Iterator-based utilities for building data processing pipelines

pipeline, data, processing, iterator, merge, compose
pip install ipipe==0.1b1



Pipe is a tiny library for making simple processing pipelines. To keep things simple and generic, it assumes and takes advantage of Python's iterator protocol, allowing each component to feed into the next. This allows for interfacing with built-in container types, files, database cursors, etc.

ETL can be a painstaking task and dealing with sometimes wildly different data files or formats can result in inconsistent, hacked together scripts that are difficult to maintain and opaque to other developers.

Pipe supports a few built-in functions for performing common tasks sorting data and merging ordered sets of data.

Idea Scratchpad

Integration of Sources

  • define common variables
  • define distribution key(s) for binning
  • define mapping between raw source format to target format
    • indicies to keys, etc.

+ + + + +

TASKS AND EXERCISES |
**a)** In the pipeline library text, list all the keywords in the comma-separated line that follows the title.
**b)** Reproduce the passage of the pipeline library text that runs from "Idea Scratchpad" to "to keys, etc.".

PROVIDED RECORDS |
+ + + + +

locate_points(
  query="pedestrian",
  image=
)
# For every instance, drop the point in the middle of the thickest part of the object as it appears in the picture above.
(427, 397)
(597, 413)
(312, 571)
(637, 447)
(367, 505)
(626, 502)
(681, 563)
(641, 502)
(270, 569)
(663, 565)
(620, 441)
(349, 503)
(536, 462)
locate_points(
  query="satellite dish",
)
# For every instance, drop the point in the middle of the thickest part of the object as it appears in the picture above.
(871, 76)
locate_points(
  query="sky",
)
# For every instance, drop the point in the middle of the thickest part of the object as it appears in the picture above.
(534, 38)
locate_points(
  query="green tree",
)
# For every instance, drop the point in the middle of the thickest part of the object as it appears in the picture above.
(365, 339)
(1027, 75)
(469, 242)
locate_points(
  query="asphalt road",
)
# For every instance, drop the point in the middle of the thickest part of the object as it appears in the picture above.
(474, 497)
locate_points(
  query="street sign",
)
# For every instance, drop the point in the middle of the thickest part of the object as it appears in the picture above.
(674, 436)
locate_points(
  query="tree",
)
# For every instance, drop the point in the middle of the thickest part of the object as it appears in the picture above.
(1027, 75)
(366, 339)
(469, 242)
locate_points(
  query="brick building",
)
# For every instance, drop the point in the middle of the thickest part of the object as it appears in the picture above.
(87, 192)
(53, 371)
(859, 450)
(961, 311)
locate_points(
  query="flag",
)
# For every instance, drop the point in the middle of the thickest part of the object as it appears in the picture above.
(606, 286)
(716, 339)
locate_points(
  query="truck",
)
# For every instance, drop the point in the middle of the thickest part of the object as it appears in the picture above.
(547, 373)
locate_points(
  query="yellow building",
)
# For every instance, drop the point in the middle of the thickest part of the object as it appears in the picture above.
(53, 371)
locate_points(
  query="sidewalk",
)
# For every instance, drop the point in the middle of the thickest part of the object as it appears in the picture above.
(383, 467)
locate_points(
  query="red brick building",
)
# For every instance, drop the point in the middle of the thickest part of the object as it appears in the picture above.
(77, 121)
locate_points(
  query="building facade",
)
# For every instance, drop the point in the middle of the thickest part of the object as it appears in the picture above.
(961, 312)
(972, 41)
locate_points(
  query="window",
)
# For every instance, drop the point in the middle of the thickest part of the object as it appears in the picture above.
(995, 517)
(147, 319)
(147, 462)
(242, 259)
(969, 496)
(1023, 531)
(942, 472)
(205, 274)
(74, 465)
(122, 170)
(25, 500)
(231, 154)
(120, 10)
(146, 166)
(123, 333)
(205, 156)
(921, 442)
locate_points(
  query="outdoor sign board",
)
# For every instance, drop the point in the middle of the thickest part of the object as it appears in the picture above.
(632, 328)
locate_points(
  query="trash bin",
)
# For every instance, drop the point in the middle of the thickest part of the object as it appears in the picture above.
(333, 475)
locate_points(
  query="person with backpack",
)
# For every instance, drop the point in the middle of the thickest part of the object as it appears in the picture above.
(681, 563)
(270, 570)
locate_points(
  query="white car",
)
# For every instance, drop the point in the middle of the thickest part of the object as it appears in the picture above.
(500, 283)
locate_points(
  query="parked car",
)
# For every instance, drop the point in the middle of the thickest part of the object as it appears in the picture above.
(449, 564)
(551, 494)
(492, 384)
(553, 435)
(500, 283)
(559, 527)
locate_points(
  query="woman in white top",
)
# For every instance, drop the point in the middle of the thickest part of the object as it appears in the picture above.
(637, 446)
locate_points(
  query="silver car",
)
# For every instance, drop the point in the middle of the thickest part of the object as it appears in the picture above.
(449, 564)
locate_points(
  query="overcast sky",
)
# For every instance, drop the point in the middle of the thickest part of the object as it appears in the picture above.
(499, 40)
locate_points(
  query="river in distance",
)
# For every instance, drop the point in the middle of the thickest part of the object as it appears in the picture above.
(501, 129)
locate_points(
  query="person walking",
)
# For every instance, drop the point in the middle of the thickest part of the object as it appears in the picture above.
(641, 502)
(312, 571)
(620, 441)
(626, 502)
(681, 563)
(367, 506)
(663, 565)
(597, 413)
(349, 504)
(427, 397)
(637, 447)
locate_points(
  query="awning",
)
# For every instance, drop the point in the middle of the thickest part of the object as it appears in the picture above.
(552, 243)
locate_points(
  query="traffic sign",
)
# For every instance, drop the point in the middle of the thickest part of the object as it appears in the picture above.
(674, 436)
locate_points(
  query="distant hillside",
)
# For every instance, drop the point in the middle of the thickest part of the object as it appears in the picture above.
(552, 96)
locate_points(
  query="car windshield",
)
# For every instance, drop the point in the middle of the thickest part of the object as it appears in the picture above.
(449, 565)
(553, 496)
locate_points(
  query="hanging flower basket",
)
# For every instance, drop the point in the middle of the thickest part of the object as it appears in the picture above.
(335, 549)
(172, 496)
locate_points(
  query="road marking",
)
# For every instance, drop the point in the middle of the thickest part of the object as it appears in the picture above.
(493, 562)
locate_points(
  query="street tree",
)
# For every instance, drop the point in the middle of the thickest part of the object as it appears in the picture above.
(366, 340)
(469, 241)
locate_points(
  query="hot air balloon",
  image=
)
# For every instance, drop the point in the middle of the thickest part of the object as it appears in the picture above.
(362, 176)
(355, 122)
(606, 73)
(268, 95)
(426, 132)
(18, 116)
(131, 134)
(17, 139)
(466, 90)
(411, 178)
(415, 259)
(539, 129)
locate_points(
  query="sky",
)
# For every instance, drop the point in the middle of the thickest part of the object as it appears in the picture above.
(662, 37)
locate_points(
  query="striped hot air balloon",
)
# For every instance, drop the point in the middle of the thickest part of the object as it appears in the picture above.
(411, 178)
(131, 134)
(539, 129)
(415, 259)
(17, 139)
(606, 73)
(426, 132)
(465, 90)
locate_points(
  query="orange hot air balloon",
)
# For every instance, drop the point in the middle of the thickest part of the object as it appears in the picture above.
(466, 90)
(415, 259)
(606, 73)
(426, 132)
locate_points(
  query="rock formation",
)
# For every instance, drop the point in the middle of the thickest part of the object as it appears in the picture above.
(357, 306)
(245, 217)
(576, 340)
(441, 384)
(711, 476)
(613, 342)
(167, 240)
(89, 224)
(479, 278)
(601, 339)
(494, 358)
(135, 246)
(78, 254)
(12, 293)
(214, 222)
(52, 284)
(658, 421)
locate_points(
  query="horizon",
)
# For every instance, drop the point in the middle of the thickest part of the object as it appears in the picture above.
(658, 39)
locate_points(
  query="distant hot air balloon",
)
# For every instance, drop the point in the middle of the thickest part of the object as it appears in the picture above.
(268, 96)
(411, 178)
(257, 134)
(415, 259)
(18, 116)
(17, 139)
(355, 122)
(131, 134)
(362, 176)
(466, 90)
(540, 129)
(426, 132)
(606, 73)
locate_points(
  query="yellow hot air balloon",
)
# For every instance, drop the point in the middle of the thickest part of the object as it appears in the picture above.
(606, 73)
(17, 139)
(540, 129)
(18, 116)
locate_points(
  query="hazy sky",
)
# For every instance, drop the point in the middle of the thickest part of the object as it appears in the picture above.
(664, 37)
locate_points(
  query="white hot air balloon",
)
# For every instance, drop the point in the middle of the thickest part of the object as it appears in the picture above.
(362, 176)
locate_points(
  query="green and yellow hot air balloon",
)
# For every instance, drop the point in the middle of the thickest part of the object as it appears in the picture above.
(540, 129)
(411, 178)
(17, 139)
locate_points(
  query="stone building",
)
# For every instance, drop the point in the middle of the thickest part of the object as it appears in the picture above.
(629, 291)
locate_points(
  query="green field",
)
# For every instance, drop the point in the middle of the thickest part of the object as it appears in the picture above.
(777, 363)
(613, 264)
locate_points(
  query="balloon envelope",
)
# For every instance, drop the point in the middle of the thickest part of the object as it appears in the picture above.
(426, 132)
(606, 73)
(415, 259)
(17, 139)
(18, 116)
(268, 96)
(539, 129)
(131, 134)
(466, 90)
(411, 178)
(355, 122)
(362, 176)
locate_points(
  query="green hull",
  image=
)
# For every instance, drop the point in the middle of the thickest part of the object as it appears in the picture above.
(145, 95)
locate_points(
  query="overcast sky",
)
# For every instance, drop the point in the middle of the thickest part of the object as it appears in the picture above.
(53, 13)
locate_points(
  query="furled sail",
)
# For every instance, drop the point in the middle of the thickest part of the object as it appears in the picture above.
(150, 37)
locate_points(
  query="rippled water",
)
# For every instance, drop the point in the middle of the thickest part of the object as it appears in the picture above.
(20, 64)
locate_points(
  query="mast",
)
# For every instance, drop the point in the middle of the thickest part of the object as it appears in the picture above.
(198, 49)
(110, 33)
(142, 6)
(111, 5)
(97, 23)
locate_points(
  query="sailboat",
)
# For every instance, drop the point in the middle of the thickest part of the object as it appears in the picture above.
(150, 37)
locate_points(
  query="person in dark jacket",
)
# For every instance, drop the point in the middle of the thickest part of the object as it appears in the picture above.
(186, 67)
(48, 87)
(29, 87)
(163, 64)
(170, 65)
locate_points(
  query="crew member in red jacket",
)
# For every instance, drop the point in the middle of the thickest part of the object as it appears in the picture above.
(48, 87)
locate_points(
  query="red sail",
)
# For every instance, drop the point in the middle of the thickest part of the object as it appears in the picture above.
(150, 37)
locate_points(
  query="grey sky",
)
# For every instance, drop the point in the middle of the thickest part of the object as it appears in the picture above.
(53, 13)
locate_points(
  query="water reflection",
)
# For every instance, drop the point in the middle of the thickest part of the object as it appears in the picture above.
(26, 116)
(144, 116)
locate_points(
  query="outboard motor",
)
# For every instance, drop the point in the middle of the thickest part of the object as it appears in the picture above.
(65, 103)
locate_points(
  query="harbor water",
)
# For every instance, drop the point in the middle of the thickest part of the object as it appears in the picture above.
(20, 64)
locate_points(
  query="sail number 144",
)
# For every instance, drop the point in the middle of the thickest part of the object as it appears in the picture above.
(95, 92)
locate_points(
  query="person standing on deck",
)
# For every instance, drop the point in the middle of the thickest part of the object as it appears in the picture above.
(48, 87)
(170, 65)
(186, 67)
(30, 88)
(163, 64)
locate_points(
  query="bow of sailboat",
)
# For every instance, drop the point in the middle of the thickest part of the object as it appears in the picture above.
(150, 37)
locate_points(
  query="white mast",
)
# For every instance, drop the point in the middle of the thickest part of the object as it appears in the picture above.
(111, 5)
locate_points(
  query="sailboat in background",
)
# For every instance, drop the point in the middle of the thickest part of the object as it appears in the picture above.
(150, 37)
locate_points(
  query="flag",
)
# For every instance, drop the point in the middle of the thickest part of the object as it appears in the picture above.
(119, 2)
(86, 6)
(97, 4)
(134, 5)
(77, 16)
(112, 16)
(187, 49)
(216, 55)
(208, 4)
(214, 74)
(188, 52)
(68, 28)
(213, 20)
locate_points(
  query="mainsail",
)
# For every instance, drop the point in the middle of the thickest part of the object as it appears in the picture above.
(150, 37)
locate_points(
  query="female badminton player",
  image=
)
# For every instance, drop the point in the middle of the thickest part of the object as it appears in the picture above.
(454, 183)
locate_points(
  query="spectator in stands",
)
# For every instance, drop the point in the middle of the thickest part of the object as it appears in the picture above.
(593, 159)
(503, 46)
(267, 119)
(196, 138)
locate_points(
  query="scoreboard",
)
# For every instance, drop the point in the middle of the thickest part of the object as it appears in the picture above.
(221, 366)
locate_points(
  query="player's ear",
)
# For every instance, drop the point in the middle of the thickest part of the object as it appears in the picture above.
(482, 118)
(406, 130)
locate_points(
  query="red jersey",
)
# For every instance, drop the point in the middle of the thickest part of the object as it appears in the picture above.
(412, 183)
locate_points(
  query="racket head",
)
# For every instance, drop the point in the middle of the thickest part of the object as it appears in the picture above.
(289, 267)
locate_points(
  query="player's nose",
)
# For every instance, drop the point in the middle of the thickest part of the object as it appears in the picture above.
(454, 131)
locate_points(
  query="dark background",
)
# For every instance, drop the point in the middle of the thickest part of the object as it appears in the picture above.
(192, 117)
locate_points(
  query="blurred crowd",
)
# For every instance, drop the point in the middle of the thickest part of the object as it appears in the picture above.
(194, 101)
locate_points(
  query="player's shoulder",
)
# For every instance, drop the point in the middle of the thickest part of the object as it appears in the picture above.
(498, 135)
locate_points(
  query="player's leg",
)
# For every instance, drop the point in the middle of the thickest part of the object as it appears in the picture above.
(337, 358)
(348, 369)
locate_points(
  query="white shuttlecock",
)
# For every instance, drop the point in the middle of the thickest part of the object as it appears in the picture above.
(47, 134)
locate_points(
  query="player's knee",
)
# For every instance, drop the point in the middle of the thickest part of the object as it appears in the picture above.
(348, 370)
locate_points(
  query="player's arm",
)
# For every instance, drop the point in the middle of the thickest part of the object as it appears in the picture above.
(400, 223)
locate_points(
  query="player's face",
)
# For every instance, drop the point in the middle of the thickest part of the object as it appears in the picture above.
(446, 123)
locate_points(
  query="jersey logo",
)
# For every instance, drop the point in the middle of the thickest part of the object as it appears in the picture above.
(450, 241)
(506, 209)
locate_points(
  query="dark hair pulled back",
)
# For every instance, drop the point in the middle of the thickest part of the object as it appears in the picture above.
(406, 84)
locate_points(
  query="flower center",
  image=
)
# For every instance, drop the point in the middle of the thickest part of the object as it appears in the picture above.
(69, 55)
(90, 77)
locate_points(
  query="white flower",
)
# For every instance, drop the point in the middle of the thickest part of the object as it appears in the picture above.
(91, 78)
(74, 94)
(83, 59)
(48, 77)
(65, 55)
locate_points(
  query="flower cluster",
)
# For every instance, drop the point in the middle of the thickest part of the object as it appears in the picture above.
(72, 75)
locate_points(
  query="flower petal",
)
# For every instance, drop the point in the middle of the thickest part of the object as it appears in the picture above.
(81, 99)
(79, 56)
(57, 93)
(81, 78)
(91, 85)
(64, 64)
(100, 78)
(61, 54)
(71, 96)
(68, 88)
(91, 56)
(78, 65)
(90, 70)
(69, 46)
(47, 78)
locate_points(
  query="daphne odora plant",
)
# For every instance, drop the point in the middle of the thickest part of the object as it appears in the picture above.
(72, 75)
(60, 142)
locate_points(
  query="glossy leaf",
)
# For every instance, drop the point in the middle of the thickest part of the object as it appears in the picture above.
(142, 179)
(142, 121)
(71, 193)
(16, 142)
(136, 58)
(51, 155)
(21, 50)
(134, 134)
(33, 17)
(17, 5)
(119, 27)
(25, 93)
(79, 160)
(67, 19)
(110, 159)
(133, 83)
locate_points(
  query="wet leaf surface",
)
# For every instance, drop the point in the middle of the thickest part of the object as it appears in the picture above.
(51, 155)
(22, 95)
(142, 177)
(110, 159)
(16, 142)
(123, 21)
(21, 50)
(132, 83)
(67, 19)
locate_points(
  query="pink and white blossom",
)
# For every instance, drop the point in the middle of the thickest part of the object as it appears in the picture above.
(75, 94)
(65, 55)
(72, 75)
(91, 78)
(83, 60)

+ + + + +

ANSWERS TO THE PROBLEMS |
**a)** pipeline, data, processing, iterator, merge, compose

**b)**
Idea Scratchpad

Integration of Sources

  • define common variables
  • define distribution key(s) for binning
  • define mapping between raw source format to target format
    • indicies to keys, etc.